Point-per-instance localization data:
- Opening Delimiter -

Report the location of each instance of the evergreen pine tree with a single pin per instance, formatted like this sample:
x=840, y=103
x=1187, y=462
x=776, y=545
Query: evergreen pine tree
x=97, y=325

- Closing Delimiter -

What is needed: Repeat the data word for word. Leave nothing out.

Exercise output:
Report the location of each instance of the evergreen pine tree with a single pin per instance, formatted like this sample:
x=840, y=103
x=1187, y=462
x=776, y=545
Query: evergreen pine tree
x=97, y=325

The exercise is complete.